Aim »
Could you retype every one of the entries below word for word, keeping each line, number and symbol unchanged?
┌─ Excerpted records
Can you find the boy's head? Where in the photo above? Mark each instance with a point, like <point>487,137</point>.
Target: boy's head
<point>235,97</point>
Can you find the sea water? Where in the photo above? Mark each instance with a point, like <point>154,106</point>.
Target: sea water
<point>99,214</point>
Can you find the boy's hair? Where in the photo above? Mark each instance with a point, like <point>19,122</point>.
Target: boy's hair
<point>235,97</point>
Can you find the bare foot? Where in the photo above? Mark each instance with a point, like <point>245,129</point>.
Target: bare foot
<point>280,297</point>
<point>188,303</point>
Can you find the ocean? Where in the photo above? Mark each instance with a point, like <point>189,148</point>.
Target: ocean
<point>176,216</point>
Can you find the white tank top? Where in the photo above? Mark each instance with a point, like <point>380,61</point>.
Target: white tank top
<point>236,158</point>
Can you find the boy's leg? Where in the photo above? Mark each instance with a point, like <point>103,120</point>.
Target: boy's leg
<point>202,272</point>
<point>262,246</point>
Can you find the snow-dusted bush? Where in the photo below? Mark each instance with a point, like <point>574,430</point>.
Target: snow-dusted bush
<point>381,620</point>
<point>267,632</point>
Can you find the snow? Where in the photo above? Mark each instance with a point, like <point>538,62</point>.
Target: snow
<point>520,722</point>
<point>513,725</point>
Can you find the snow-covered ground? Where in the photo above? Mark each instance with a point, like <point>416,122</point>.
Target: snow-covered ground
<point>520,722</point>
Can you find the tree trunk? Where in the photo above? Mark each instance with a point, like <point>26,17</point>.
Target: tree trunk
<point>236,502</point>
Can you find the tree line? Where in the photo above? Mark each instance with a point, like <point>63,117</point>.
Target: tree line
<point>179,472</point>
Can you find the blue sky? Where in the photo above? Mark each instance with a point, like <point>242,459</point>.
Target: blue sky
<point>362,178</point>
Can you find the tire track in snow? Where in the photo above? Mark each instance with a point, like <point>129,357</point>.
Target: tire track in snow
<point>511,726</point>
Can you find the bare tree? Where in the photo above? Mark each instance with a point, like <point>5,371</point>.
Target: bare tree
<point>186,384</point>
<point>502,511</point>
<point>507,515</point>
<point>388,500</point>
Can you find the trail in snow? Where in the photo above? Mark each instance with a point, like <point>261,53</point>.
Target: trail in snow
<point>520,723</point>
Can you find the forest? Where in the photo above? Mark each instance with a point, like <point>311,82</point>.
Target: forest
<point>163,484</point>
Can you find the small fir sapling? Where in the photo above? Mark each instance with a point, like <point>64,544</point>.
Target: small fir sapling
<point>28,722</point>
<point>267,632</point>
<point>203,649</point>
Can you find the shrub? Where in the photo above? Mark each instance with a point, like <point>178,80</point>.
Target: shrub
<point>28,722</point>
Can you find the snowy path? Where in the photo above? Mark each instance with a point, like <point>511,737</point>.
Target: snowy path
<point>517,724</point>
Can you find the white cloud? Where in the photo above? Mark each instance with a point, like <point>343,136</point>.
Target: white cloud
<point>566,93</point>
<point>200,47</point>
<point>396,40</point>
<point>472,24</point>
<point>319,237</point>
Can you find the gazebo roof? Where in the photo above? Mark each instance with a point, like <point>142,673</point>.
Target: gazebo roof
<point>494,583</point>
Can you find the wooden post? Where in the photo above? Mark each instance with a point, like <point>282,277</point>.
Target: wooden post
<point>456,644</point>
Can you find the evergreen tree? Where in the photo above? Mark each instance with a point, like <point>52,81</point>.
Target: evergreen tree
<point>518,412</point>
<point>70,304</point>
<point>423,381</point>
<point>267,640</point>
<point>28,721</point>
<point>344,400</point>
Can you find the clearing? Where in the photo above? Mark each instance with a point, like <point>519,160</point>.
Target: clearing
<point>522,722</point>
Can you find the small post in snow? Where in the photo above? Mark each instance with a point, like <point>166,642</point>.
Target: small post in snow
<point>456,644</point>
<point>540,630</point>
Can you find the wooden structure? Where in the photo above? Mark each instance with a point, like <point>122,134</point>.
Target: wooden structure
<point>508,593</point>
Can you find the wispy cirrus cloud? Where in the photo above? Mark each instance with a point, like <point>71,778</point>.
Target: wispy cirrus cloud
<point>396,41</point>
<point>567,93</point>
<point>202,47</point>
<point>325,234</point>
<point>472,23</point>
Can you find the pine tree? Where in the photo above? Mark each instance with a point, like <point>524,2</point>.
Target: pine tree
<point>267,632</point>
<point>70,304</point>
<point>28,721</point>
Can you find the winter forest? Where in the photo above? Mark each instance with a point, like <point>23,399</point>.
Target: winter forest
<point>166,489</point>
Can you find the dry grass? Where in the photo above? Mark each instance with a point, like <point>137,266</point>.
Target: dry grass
└─
Solution for this exercise »
Can you find the boy's head? Where in the photo above? Mark each instance with a point, like <point>487,137</point>.
Target: boy's head
<point>235,97</point>
Can you find the sea water? Where in the photo above? Mark each instance with a point, like <point>154,106</point>.
Target: sea water
<point>99,214</point>
Can you find the boy's hair? Where in the photo above? Mark each instance with a point, like <point>19,122</point>.
Target: boy's hair
<point>235,97</point>
Can you find the bare foot? Where in the photo above? Mark each instance with a point, like <point>245,129</point>.
Target: bare foot
<point>280,297</point>
<point>188,303</point>
Can you find the ocean? Where in the photo above? Mark each instance with a point, like <point>189,148</point>.
Target: ocean
<point>176,216</point>
Can you find the white tank top? Where in the photo above? Mark each instance with a point, like <point>380,61</point>.
Target: white tank top
<point>236,158</point>
Can you find the boy's leg? Where in the photo above? Mark each instance with a point, like <point>103,120</point>.
Target: boy's leg
<point>202,272</point>
<point>262,246</point>
Can you find the snow-dusted bush? Where in the photo below? Mark each instance with a point, like <point>574,430</point>.
Target: snow-dusted bush
<point>381,620</point>
<point>267,632</point>
Can you find the snow? Where in the photo above? Mark each instance with a point, like <point>538,62</point>.
Target: snow
<point>520,722</point>
<point>513,725</point>
Can you find the snow-covered ground? Where in the photo above? Mark each instance with a point, like <point>416,122</point>.
Target: snow-covered ground
<point>520,722</point>
Can you find the tree trunk? Where in the photo above? Mark each instance with a point, like <point>26,17</point>.
Target: tree trunk
<point>236,502</point>
Can you find the tree line? Where in the photo above? Mark each instance with a point, like <point>63,117</point>.
Target: tree line
<point>179,472</point>
Can you find the blue sky? Where in the photo above? Mark each instance with a point, like <point>242,459</point>.
Target: blue sky
<point>362,178</point>
Can you find the tire track in snow? Where in the photo above? Mark each instance with a point, like <point>129,357</point>.
Target: tire track in snow
<point>511,726</point>
Can you find the bare tree? Where in the photo above? Mark each instance with a point, like <point>5,371</point>.
Target: bare tree
<point>186,384</point>
<point>502,511</point>
<point>507,515</point>
<point>388,500</point>
Can you find the trail in snow? Where in the photo above? Mark each instance with a point, like <point>261,53</point>.
Target: trail in snow
<point>520,723</point>
Can you find the forest? Where in the photo above? Mark each instance with a point, like <point>311,82</point>.
Target: forest
<point>163,484</point>
Can you find the small fir sapling? Where in the photo above? Mark each instance with a point, like <point>64,544</point>.
Target: small fir sapling
<point>28,722</point>
<point>267,632</point>
<point>203,649</point>
Can you find the shrub? Where in the photo above? Mark each instance with a point, like <point>178,80</point>.
Target: shrub
<point>28,722</point>
Can you find the snowy path? Where in the photo above? Mark each instance with a point, like <point>511,737</point>.
Target: snowy path
<point>517,724</point>
Can you find the white cloud? Where in the photo above? Mark each instance with a point, like <point>343,136</point>.
Target: white cloud
<point>566,93</point>
<point>200,47</point>
<point>396,40</point>
<point>472,24</point>
<point>319,237</point>
Can you find the gazebo roof? Where in the photo above? Mark each instance with a point, like <point>142,673</point>.
Target: gazebo roof
<point>494,583</point>
Can you find the wooden post? Where in the photo above? Mark each instance with a point, like <point>282,277</point>.
Target: wooden post
<point>456,644</point>
Can you find the evergreen tree? Where in the photo above? Mark each instance with a point, like <point>52,81</point>.
Target: evergreen tree
<point>518,412</point>
<point>70,304</point>
<point>423,381</point>
<point>267,640</point>
<point>28,721</point>
<point>344,400</point>
Can you find the clearing? Where in the photo above? Mark each instance with a point, like <point>519,160</point>.
Target: clearing
<point>522,722</point>
Can you find the small post in snow? Where in the photo above? Mark each instance with a point, like <point>166,642</point>.
Target: small post in snow
<point>456,644</point>
<point>540,630</point>
Can you find the wooden structure? Where in the photo above? Mark each instance with a point, like <point>122,134</point>.
Target: wooden structure
<point>508,593</point>
Can you find the wispy cirrus cloud? Where in the photo above? Mark each instance with a point, like <point>71,778</point>.
Target: wispy cirrus cloud
<point>396,41</point>
<point>567,93</point>
<point>202,47</point>
<point>325,234</point>
<point>472,23</point>
Can you find the pine tree? Where in the photo above? Mark each instance with a point, like <point>524,2</point>.
Target: pine tree
<point>267,632</point>
<point>70,304</point>
<point>28,721</point>
Can you find the winter forest? Where in the photo above? Mark each instance with a point, like <point>23,399</point>.
Target: winter forest
<point>166,489</point>
Can you find the dry grass? Where in the photo above? Mark each instance with a point, like <point>137,266</point>.
Target: dry grass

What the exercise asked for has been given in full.